(Beginning of Reading text)

Introduction

There is a great interest for quantification of nanoparticles, either because of their presence as pollutant in aquatic media or for their interesting applications in nanobiotechnology processes. Several enzymes, DNA or protein-based sensing systems have been reported to use nanoparticles as labels or transducing platforms. They offer high sensitivity in measuring pollutants due to the bio-molecular recognition capability, coming from the use of nanoparticles.

Gold nanoparticles (AuNP), in particular, are excellent candidates for bioconjugation with interest for biosensing applications. They have been one of the most important nanoparticles used as labels in biosensor designs in the last years. This is due to various reasons: they can be prepared in a wide range of sizes, from about 2 nm to 100 nm above. They are biocompatible, bind readily to a range of biomolecules such as amino acids (Selvakannan et al. 2003, 2004; Mandal et al. 2002), proteins/enzyme (Patolsky et al. 1999; Niemeyer and Ceyhan 2001; Gole et al. 2001a, b; 2002; Zhao et al. 1996; Keating et al. 1998), DNA (Park et al. 2001; Alivisatos et al. 1996; Kumar et al. 2001; Kanaras et al. 2003) and expose large surface areas for immobilization of biomolecules. Finally, they expose large surface areas for the immobilization of biomolecules. In addition to the above properties, a simple chemical synthesis is used for the AuNP preparation.

The attractive electrochemical properties make possible the application of AuNPs as tracing labels in several applications including DNA detection (Merkoçi et al. 2005a). Their sensitivity for long life-time along with multiplexing capability has led to extensive applications in electrochemical assays in recent years (Katz et al. 2004). Most of the reported assays have been based on the chemical dissolution of gold nanoparticle tags (in a hydrobromic acid/bromine mixture) followed by accumulation and stripping analysis of the resulting Au(III) solution. Due to the toxicity of the HBr/Br2 solution, direct solid-state detection of silver precipitate on gold nanoparticle-DNA conjugates was reported by Wang et al. (2002). However, this method was based on direct detection of precipitated silver, not gold nanoparticle tag itself. Direct detection of colloidal gold nanoparticles, but not in connection with the detection of DNA hybridization, was reported earlier (Hernandez-Santos et al. 2002; Pumera et al. 2005a; González-García and Costa-García 1995). A novel nanoparticle-based detection of DNA hybridization based on the magnetically induced direct electrochemical detection of 1.4 nm AuNP linked to the target DNA have been reported previously by our group. The AuNP tag is directly detected after the DNA hybridization event, without the need of acidic (i.e. HBr/Br2) dissolution (Pumera et al. 2005b; Castañeda et al. 2007).

(End of Reading text)
(Beginning of Dataset entries)

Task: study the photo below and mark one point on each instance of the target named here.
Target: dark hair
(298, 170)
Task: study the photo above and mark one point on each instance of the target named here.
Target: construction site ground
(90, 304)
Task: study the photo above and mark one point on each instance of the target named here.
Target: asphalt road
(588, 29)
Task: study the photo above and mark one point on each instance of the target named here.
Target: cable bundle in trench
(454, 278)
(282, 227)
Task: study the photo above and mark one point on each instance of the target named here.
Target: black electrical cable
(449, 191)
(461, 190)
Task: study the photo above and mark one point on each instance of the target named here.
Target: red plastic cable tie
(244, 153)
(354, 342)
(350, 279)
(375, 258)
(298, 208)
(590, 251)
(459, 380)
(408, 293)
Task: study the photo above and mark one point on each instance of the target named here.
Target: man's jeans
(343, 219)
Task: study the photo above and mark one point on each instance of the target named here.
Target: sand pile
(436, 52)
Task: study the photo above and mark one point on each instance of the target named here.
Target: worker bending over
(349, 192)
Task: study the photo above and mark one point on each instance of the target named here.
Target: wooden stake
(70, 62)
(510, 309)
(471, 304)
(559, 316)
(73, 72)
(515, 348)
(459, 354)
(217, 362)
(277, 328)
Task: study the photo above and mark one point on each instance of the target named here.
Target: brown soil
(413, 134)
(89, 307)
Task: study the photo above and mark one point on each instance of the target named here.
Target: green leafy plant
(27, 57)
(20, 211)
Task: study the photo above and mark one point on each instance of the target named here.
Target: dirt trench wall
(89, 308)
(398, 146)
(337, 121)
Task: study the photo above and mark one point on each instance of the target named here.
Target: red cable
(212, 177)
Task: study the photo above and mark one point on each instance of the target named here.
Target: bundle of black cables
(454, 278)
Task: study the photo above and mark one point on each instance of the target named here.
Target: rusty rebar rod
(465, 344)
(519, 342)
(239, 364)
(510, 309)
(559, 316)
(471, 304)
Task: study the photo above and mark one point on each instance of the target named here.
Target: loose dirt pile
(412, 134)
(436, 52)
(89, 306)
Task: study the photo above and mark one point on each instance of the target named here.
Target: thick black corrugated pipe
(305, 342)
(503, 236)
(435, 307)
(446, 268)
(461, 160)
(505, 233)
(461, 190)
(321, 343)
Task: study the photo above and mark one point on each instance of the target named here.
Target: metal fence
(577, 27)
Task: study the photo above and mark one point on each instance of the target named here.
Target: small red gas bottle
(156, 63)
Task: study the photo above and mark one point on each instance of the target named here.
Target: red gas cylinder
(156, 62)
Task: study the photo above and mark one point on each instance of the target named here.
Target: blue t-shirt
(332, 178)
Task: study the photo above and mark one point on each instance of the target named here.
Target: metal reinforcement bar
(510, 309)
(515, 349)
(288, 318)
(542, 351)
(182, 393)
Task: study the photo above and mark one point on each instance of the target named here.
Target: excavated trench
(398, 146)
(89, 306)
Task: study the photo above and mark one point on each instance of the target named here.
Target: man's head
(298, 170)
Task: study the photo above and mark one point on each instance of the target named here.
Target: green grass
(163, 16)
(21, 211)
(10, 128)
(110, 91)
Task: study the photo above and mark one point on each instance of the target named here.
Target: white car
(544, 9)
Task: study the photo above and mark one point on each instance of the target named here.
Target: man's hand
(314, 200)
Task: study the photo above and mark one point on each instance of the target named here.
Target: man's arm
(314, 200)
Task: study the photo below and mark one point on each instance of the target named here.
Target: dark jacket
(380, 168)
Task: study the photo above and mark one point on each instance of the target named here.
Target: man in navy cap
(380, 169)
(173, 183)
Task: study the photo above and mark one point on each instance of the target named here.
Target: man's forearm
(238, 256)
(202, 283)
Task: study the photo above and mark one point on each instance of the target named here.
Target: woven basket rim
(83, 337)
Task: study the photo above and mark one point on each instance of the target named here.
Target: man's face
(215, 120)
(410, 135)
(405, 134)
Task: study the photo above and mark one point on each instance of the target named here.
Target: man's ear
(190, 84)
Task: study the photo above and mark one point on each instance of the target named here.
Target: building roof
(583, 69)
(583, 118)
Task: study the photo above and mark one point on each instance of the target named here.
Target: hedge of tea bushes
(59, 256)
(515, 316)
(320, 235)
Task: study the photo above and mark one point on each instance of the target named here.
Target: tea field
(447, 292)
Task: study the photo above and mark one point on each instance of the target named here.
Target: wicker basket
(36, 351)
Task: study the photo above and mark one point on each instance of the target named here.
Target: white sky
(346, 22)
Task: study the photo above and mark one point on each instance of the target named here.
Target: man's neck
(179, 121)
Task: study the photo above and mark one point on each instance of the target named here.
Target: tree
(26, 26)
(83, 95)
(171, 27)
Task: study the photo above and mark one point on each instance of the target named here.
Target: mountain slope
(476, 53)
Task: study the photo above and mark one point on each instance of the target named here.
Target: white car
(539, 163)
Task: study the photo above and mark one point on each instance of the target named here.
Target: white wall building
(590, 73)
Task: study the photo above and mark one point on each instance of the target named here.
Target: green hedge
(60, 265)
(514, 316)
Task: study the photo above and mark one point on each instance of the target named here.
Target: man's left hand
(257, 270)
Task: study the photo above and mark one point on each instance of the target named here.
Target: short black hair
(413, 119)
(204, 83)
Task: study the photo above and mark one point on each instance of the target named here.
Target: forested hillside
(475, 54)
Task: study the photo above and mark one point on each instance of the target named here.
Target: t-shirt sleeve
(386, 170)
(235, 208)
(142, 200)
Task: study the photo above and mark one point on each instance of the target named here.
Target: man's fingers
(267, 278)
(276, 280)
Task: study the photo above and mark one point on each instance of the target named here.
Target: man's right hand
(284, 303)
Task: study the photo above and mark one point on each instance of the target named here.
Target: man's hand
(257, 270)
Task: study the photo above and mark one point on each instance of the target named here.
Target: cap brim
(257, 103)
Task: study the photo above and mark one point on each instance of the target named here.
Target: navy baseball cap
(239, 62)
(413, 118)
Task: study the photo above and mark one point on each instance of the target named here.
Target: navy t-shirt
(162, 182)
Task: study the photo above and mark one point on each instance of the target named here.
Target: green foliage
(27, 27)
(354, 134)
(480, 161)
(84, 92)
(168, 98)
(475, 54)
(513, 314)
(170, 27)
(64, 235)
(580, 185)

(End of Dataset entries)

### Work item
Print the part of the nanoparticle introduction above that opens with the words "Introduction" and closes with "use of nanoparticles.".

### Task response
Introduction

There is a great interest for quantification of nanoparticles, either because of their presence as pollutant in aquatic media or for their interesting applications in nanobiotechnology processes. Several enzymes, DNA or protein-based sensing systems have been reported to use nanoparticles as labels or transducing platforms. They offer high sensitivity in measuring pollutants due to the bio-molecular recognition capability, coming from the use of nanoparticles.